The necessary condition of the problem (1.1) is to solve the following optimization problem \(\min f(x).\) The basic idea in the proposed algorithm is based on the minimal value of the following quadratic programming subproblem

$$ \min \psi _k(p) = \frac{1}{2} \Vert F_{k}^{'} p + F_k\Vert ^2 = \frac{1}{2} p^{\text{T}} F_{k}^{'\text{T}} F_{k}^{'} p + g_{k}^{\text{T}} p + \frac{1}{2} \Vert F_k\Vert ^2, $$
(1.3)

where \(F_k= F(x_k), F_{k}^{'}=F'(x_k), g_k =\nabla f(x_k) =F_{k}^{'\text{T}} F_k\), and \(\psi _k (p)\) is an adequate representation of \(f(x)\) around \(x_k\).

The paper is organized as follows. In Sect. 2, the concrete algorithm for solving (1.1) is stated. In Sect. 3, we prove the global convergence of the proposed algorithm. Further, we establish that the proposed algorithm has strong global convergence and local convergence rate in Sect. 4. Finally, the results of numerical experiments of the proposed algorithm are reported in Sect. 5.

2 Algorithm

This section describes and designs the conjugate gradient and Lanczos methods in association with nonmonotonic backtracking technique for solving the nonlinear system (1.1).

2.1 Algorithm NCGL

We are now in a position to give a precise statement of the nonmonotone hybrid method of conjugate gradient and lanczos technique.

Initialization Step

Choose parameters \( \beta \in \big (0,\frac{1}{2}\big ), \ \omega \in (0,1), \varepsilon >0\) and positive integer \(M\) as nonmonotonic parameter. Let \(m(0)=0\) and \(\xi \in (0,1)\), give a starting strict feasibility interior point \(x_0\in {\mathbb{R}}^n\). Set \(k=0\), go to the main step.

Main Step

  1. 1.

    Evaluate \(f_k=f(x_k)\mathop{=}\limits^{\mathrm{def}} \frac{1}{2} \Vert F(x_k)\Vert ^2, g_k=\nabla f(x_k)\mathop{=}\limits^{\mathrm{def}}(F_k^{'})^{\text{T}}F_k\).

  2. 2.

    If \(\Vert g_k\Vert =\Vert (F_k^{'})^{\text{T}}F_k\Vert \leqslant \varepsilon ,\) stop with the approximate solution \(x_k\).

  3. 3.

    \( q_0=0, v_1=0, r_{1}=\nabla \psi _{k}(v_{1})=g_{k}, d_1= - g_k, \theta _1 =1, \gamma _1= \Vert r_1 \Vert , q_1=\frac{r_1}{\gamma _1}. \text{ Let } i=1.\)

#### The request:
According to the algorithm excerpt, in which section are the numerical experiment results reported?

#### Dataset content:
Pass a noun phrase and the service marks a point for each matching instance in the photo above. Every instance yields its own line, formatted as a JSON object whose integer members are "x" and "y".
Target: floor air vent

#### Written response:
Section 5